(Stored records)
/---

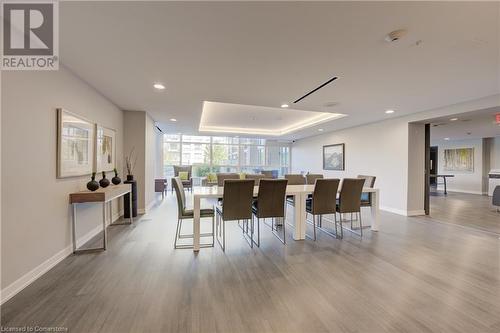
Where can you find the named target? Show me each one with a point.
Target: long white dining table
(300, 194)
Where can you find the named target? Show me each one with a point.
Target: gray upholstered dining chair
(323, 201)
(366, 198)
(183, 213)
(268, 173)
(311, 178)
(236, 205)
(270, 203)
(186, 183)
(495, 200)
(350, 201)
(255, 177)
(160, 186)
(294, 179)
(221, 177)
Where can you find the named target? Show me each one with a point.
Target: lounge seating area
(250, 166)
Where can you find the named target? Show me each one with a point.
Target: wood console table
(101, 196)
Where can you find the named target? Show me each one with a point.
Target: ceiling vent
(315, 89)
(395, 35)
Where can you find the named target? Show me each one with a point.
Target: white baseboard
(403, 212)
(394, 210)
(30, 277)
(463, 191)
(419, 212)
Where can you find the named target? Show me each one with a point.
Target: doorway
(433, 164)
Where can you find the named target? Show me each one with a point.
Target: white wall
(392, 150)
(464, 181)
(36, 224)
(495, 153)
(379, 149)
(134, 141)
(416, 169)
(150, 162)
(142, 136)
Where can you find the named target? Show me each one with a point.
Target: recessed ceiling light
(159, 86)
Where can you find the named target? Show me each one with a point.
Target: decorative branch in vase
(130, 163)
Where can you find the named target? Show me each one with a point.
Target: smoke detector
(395, 35)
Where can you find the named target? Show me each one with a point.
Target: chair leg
(258, 232)
(360, 224)
(284, 233)
(335, 218)
(341, 227)
(251, 233)
(314, 226)
(223, 235)
(213, 230)
(176, 233)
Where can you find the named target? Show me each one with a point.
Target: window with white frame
(224, 154)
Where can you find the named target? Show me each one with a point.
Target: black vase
(104, 182)
(93, 185)
(116, 180)
(130, 196)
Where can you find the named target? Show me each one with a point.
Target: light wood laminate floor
(467, 210)
(414, 275)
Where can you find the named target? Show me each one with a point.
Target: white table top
(218, 191)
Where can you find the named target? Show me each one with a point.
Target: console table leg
(104, 225)
(74, 227)
(130, 203)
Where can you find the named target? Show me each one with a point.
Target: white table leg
(196, 224)
(374, 209)
(74, 227)
(300, 216)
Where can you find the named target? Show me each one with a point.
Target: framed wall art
(105, 149)
(75, 145)
(333, 157)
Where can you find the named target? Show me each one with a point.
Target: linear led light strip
(295, 127)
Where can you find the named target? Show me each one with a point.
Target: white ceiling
(258, 120)
(471, 125)
(266, 54)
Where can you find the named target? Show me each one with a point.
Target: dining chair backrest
(181, 196)
(179, 168)
(160, 184)
(223, 176)
(369, 180)
(268, 173)
(324, 197)
(237, 199)
(271, 198)
(495, 200)
(350, 195)
(255, 177)
(311, 178)
(295, 179)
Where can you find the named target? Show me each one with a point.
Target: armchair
(186, 183)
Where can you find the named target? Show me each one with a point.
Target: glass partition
(209, 154)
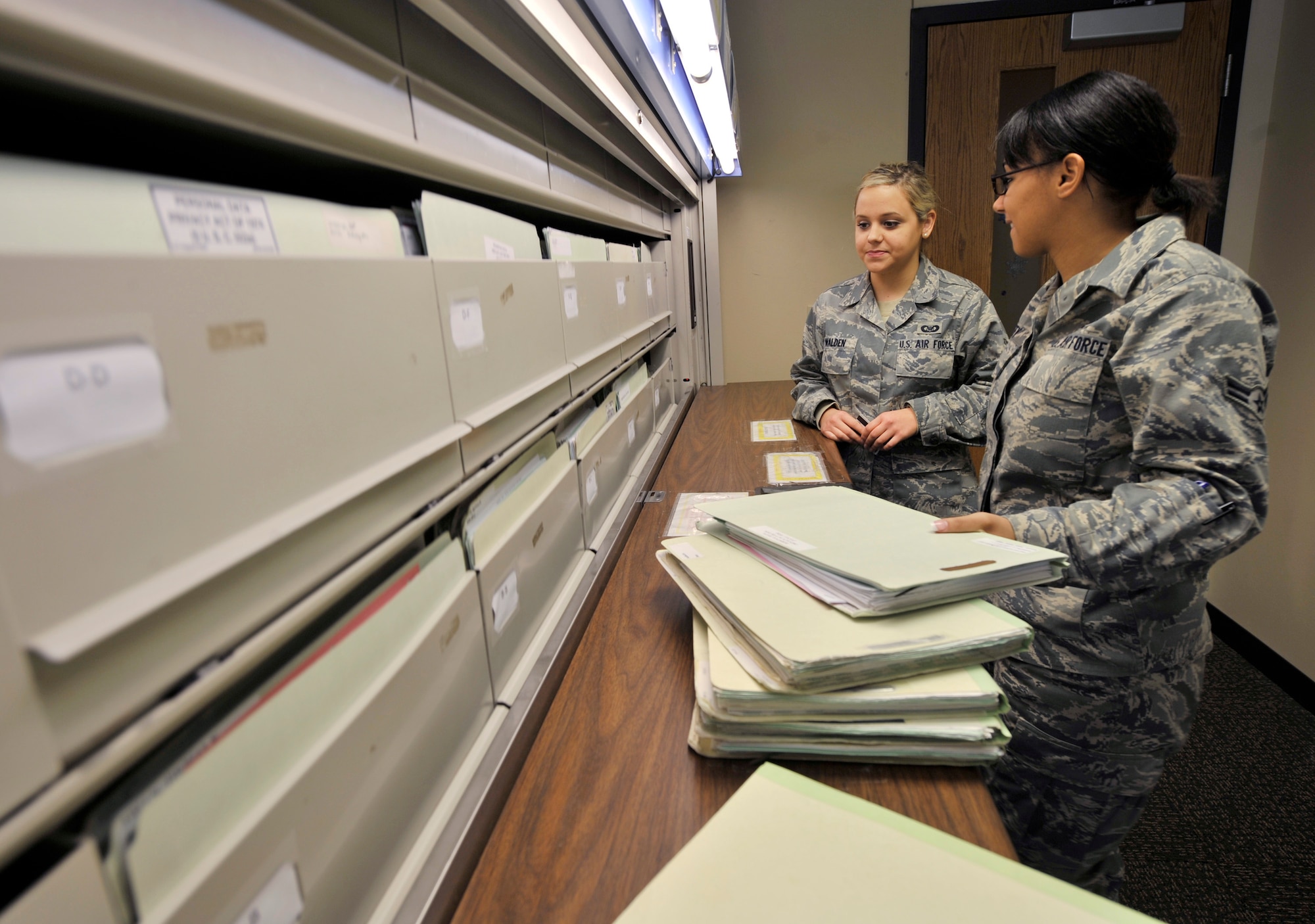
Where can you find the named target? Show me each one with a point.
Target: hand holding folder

\---

Requirement | Find every line in the records above that contains the word "wall", and copy each one.

Solution |
Target: white wall
Target: framed wall art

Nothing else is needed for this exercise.